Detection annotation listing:
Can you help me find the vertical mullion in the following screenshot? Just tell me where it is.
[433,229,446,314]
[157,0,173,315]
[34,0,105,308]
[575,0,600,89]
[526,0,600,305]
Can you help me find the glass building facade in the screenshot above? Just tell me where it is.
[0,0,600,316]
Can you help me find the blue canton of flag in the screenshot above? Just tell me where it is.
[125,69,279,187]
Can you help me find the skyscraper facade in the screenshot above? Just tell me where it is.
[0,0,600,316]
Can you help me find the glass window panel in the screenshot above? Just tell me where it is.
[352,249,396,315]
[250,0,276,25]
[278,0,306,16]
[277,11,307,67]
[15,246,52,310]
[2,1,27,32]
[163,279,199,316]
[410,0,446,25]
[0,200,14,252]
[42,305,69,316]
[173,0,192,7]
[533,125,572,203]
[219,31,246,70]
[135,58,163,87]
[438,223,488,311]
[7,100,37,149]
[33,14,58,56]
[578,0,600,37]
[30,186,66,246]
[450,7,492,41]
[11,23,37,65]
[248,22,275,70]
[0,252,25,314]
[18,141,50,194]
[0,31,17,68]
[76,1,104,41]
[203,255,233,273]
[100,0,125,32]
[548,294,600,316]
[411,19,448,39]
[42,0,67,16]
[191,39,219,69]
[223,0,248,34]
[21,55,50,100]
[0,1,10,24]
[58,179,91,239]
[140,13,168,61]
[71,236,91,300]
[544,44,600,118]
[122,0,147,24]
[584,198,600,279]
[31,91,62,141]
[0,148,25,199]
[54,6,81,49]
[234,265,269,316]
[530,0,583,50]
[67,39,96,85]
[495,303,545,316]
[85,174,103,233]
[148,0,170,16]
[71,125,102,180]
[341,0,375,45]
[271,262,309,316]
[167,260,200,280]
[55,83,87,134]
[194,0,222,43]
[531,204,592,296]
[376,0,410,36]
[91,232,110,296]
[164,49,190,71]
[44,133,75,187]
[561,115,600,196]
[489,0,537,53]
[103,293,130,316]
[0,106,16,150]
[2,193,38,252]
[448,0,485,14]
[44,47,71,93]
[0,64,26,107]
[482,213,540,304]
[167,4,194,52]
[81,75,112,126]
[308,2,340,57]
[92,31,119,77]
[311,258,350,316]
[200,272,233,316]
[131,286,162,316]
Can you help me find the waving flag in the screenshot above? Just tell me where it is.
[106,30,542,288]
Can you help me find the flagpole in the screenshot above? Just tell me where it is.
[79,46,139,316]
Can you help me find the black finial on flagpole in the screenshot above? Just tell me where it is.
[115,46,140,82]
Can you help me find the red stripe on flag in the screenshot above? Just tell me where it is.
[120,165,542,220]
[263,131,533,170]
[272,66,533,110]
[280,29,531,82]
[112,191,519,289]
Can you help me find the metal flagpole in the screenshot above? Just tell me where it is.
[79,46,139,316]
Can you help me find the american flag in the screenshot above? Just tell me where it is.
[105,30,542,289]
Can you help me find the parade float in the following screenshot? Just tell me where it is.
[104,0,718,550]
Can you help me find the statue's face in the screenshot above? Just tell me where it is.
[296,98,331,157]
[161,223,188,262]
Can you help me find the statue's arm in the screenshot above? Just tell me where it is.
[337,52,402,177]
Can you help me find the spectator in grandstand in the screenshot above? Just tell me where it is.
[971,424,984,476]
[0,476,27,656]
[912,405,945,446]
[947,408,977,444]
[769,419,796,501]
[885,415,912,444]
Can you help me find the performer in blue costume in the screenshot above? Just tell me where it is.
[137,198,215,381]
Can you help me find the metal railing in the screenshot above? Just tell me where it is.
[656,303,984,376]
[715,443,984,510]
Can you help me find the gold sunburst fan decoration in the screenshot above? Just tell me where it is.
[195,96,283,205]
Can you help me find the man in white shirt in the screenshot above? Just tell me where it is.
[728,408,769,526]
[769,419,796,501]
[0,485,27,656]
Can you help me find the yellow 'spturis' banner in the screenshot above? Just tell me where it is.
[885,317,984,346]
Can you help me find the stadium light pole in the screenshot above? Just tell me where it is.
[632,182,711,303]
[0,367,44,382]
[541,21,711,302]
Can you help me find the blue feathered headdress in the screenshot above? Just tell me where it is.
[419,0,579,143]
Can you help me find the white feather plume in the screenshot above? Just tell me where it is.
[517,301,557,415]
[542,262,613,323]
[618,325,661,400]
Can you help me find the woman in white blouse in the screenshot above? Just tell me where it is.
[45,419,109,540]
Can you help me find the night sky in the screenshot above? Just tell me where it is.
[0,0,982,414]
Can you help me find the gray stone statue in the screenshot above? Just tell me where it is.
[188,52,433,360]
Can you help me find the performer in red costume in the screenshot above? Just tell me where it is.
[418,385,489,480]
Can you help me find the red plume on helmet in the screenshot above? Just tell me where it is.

Stated task: Print every line of the listing above without changing anything.

Solution for this problem:
Can you help me find the vertical mullion in the following screenshot? Just tell me where it is.
[433,229,446,314]
[157,0,173,315]
[34,0,105,308]
[575,0,600,89]
[526,0,600,305]
Can you help me find the glass building facade in the screenshot above? Just tell me where it is.
[0,0,600,316]
Can you help me find the blue canton of flag in the screenshot above? Just tell me where it is.
[125,69,279,187]
Can you help me find the skyscraper facade in the screenshot above? Just tell me where it is.
[0,0,600,316]
Can you help me find the glass window panel in the screenshot above? Just tell me where it is.
[352,249,396,315]
[250,0,276,25]
[278,0,306,16]
[277,11,307,67]
[15,246,52,310]
[2,1,27,32]
[163,279,199,316]
[410,0,446,25]
[0,200,14,252]
[42,305,69,316]
[173,0,192,7]
[533,125,572,203]
[219,31,246,70]
[135,58,163,87]
[438,223,488,311]
[7,100,37,149]
[33,14,58,56]
[578,0,600,37]
[30,186,66,246]
[450,7,492,41]
[11,23,37,65]
[248,22,275,70]
[0,252,25,314]
[18,141,50,194]
[0,31,17,68]
[76,1,104,41]
[203,255,233,273]
[100,0,125,32]
[548,294,600,316]
[411,19,448,39]
[42,0,67,16]
[191,39,219,69]
[223,0,248,34]
[21,55,50,100]
[0,1,10,24]
[58,179,91,239]
[140,13,168,61]
[71,236,91,300]
[544,44,600,118]
[122,0,147,24]
[584,198,600,279]
[31,91,62,141]
[0,148,25,199]
[54,6,81,49]
[234,265,269,316]
[530,0,583,50]
[67,39,96,85]
[495,303,545,316]
[85,174,103,233]
[148,0,170,16]
[71,125,102,180]
[341,0,375,45]
[271,262,309,316]
[167,260,200,280]
[55,83,87,134]
[194,0,222,43]
[531,204,592,296]
[376,0,410,36]
[91,232,110,296]
[164,49,190,71]
[44,133,75,187]
[561,115,600,196]
[489,0,537,53]
[103,293,130,316]
[0,106,16,150]
[2,193,38,252]
[448,0,485,14]
[44,47,71,93]
[0,64,26,107]
[482,213,540,304]
[167,4,194,52]
[81,75,112,126]
[308,2,340,57]
[92,31,119,77]
[311,258,350,316]
[200,272,233,316]
[131,286,162,316]
Can you help me find the waving flag in the screenshot above? Just tell me where it is.
[106,30,542,288]
Can you help me find the flagpole in the screenshot above? Just tell me where it is.
[79,46,139,316]
Can you help me find the black finial on flagpole in the screenshot above? Just tell me where it is.
[115,46,140,82]
Can you help me find the red stripe on flag in the screenshot above? Just tell me where it is.
[120,165,542,220]
[263,131,533,170]
[272,66,533,110]
[280,29,531,82]
[112,191,519,289]
Can you help me find the metal flagpole in the screenshot above? Just tell me where it is.
[79,46,139,316]
Can you help me find the american flag in the screenshot above? Just tell me where it is.
[105,30,542,289]
Can you help me find the parade float in the following screenshot? Just tell me where it is.
[104,0,718,550]
Can you help me find the statue's face in the screenshot above? Just tell me where it is.
[296,98,331,157]
[161,223,188,262]
Can you help me find the statue's arm in the screenshot above? Just tell me where it is.
[337,52,402,177]
Can you help me find the spectator in grandstand in the screenshot above? Just tell me where it is.
[971,424,984,476]
[0,476,27,656]
[912,405,945,446]
[947,408,977,444]
[769,419,796,501]
[885,415,912,444]
Can you help me find the performer in blue costume in the screenshot above? Just tell me where it is.
[137,198,215,381]
Can you help me find the metal railing in the screenshot above? Just tell me where it is.
[656,303,984,376]
[715,443,984,510]
Can you help me find the gold sunburst fan decoration in the screenshot above? Just tell me where it is.
[195,96,283,205]
Can you help me find the man in white shirt in the screenshot above? Just tell me where it is.
[728,408,769,526]
[769,419,796,501]
[0,485,27,656]
Can you help me find the yellow 'spturis' banner in the screenshot above? Just tell me where it is.
[885,317,984,346]
Can you help me find the stadium light pole in the screenshot above? Just tell me where it is.
[632,182,711,303]
[0,367,44,382]
[541,21,711,302]
Can you help me find the blue feathered headdress in the screenshot above? Just tell me where it is.
[419,0,579,143]
Can you help me find the white feather plume in the screenshot above? Just tell me where it is.
[517,301,557,415]
[542,262,613,323]
[618,325,661,400]
Can you help me find the woman in white blouse in the screenshot above? Just tell me where it is.
[45,419,109,540]
Can you help me find the night sky in the screenshot above? Just tell me where it is.
[0,0,982,414]
Can you help me find the gray stone statue in the screenshot above? Just tell me where it is.
[188,52,433,360]
Can you help me find the performer in red costume in the screenshot above? Just tell me where it is.
[418,385,489,480]
Can you help me find the red plume on helmet in the screenshot above? Just tell me where it is.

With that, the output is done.